| Task requirements |
Restate word for word the lines of the material below, from the line with "positive clicks: (238, 173) (240, 169)" to the line with "box: [95, 36, 203, 60]", both lines included, and no others.
BEGIN
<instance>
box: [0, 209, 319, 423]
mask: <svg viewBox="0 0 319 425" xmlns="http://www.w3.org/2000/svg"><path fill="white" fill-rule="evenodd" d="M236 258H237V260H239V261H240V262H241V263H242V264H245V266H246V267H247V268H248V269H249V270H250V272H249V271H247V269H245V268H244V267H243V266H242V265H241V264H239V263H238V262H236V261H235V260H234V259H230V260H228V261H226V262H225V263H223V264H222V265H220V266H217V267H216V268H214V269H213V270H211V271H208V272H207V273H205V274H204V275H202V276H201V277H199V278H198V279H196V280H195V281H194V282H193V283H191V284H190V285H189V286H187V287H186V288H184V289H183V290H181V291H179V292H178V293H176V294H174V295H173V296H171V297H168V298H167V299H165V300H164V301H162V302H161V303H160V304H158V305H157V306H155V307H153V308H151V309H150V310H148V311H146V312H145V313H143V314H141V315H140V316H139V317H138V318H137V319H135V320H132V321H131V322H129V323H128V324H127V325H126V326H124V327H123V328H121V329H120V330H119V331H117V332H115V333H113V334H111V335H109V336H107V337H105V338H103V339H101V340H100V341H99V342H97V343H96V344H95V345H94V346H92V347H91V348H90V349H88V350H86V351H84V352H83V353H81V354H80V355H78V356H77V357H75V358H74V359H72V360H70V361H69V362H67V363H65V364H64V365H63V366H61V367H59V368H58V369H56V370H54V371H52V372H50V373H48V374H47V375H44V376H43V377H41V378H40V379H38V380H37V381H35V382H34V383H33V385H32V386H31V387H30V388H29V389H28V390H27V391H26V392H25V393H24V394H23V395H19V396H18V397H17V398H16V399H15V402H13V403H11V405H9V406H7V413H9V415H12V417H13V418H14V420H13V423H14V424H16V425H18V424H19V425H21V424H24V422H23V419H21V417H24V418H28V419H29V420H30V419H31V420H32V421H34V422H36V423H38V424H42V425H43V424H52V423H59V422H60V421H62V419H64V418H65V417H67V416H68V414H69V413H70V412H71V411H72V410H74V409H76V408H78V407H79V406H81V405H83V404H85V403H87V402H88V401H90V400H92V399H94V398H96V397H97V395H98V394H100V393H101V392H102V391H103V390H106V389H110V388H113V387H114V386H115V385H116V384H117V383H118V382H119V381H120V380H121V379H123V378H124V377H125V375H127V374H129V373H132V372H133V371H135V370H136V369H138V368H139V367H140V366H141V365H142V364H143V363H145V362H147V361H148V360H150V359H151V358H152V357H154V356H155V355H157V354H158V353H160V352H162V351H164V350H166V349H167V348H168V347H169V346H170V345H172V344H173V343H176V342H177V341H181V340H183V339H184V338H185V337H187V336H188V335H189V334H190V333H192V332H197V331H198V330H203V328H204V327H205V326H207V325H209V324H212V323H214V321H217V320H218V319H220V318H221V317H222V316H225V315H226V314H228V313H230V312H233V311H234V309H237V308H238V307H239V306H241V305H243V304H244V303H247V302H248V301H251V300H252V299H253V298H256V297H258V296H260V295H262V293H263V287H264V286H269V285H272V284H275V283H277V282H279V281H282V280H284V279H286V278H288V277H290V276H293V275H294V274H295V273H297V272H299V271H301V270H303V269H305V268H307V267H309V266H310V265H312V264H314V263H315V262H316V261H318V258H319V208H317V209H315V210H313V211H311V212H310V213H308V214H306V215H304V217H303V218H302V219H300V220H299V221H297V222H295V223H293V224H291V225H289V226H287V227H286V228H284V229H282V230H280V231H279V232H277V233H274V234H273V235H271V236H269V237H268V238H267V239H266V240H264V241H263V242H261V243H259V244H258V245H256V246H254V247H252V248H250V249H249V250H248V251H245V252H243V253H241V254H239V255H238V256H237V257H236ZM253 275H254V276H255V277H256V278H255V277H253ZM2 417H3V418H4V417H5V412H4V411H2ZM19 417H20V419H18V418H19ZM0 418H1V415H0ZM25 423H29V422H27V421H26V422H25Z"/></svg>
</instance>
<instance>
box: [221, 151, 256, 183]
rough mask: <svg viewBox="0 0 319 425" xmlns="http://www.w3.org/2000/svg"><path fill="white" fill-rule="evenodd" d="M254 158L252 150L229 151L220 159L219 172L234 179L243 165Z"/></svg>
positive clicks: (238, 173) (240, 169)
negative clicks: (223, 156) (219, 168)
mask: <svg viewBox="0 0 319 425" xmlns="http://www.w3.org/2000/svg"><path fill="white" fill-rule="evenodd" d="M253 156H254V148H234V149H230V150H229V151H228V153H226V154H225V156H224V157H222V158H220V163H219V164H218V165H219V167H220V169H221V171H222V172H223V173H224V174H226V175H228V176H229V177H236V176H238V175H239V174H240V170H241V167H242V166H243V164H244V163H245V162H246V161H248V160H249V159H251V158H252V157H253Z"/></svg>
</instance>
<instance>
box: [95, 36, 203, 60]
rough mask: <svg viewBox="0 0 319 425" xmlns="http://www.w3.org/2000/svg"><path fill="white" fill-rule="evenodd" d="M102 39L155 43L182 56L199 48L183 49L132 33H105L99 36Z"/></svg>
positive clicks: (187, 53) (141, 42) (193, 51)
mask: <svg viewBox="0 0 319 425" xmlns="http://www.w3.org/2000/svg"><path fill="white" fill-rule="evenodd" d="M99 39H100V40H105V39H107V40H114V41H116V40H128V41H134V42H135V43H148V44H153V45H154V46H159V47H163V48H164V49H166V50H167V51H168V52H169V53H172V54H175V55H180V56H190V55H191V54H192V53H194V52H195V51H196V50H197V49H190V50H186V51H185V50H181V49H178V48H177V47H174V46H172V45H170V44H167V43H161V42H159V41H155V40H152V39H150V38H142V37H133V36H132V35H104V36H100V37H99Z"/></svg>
END
BEGIN
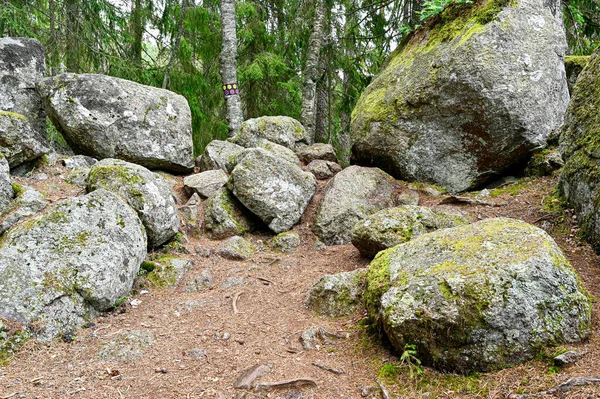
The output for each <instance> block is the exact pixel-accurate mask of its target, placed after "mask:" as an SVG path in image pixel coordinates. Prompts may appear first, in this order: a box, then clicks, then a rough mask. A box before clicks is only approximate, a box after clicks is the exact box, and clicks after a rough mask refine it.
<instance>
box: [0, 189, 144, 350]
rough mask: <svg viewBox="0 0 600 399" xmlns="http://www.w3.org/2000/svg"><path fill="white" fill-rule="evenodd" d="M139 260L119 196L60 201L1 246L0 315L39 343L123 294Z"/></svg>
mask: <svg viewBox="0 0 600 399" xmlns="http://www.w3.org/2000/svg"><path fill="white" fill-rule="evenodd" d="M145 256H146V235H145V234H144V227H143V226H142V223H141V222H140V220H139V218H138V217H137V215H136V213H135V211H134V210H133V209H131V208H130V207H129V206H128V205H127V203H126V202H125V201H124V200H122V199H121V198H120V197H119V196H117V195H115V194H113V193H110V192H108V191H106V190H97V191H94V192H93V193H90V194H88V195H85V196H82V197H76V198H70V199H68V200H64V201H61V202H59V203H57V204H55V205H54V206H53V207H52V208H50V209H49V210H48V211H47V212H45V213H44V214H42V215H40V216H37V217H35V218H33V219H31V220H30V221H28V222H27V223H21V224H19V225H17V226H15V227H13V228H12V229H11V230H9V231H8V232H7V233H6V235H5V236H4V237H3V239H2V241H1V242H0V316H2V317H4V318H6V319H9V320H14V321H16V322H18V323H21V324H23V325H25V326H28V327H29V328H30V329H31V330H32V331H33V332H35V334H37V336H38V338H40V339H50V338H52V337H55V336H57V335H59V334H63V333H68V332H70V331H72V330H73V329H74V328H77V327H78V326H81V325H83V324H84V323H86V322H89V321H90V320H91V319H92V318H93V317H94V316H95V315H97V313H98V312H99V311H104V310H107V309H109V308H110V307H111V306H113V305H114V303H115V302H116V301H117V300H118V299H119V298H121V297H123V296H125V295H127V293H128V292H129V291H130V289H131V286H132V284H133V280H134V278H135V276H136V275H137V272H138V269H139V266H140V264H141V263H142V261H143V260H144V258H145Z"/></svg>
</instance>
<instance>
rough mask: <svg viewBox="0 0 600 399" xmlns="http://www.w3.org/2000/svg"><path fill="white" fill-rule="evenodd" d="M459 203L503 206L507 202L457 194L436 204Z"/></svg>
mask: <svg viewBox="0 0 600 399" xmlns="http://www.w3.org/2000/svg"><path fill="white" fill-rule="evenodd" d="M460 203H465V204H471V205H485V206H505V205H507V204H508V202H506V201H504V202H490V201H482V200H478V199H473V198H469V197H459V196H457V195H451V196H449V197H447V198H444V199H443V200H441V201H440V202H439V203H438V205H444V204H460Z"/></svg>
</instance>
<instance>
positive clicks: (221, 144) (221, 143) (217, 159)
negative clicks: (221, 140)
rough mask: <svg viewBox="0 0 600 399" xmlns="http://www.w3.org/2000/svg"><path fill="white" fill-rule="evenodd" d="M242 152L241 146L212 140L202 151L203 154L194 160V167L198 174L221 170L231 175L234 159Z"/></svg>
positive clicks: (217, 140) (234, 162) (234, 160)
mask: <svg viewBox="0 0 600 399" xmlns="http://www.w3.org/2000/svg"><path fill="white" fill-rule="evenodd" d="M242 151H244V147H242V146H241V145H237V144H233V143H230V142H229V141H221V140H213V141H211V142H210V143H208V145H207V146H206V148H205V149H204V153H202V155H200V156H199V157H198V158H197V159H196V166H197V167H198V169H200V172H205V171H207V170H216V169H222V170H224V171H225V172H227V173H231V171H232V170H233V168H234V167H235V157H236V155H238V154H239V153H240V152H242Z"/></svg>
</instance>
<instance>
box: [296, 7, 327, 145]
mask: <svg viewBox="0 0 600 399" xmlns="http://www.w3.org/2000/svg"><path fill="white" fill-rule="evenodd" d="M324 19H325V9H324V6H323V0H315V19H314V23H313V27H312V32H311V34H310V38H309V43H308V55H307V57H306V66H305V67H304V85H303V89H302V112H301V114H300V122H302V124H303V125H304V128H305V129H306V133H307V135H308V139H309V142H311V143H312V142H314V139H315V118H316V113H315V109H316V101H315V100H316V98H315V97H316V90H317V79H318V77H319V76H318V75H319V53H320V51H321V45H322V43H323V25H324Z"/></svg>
END
| Reply |
positive clicks: (238, 173) (240, 169)
negative clicks: (223, 156) (219, 168)
mask: <svg viewBox="0 0 319 425" xmlns="http://www.w3.org/2000/svg"><path fill="white" fill-rule="evenodd" d="M253 156H254V148H234V149H230V150H229V151H228V153H226V154H225V156H224V157H222V158H220V163H219V164H218V165H219V167H220V169H221V171H222V172H223V173H224V174H226V175H228V176H229V177H236V176H238V175H239V174H240V170H241V167H242V166H243V164H244V163H245V162H246V161H248V160H249V159H251V158H252V157H253Z"/></svg>
</instance>
<instance>
box: [95, 36, 203, 60]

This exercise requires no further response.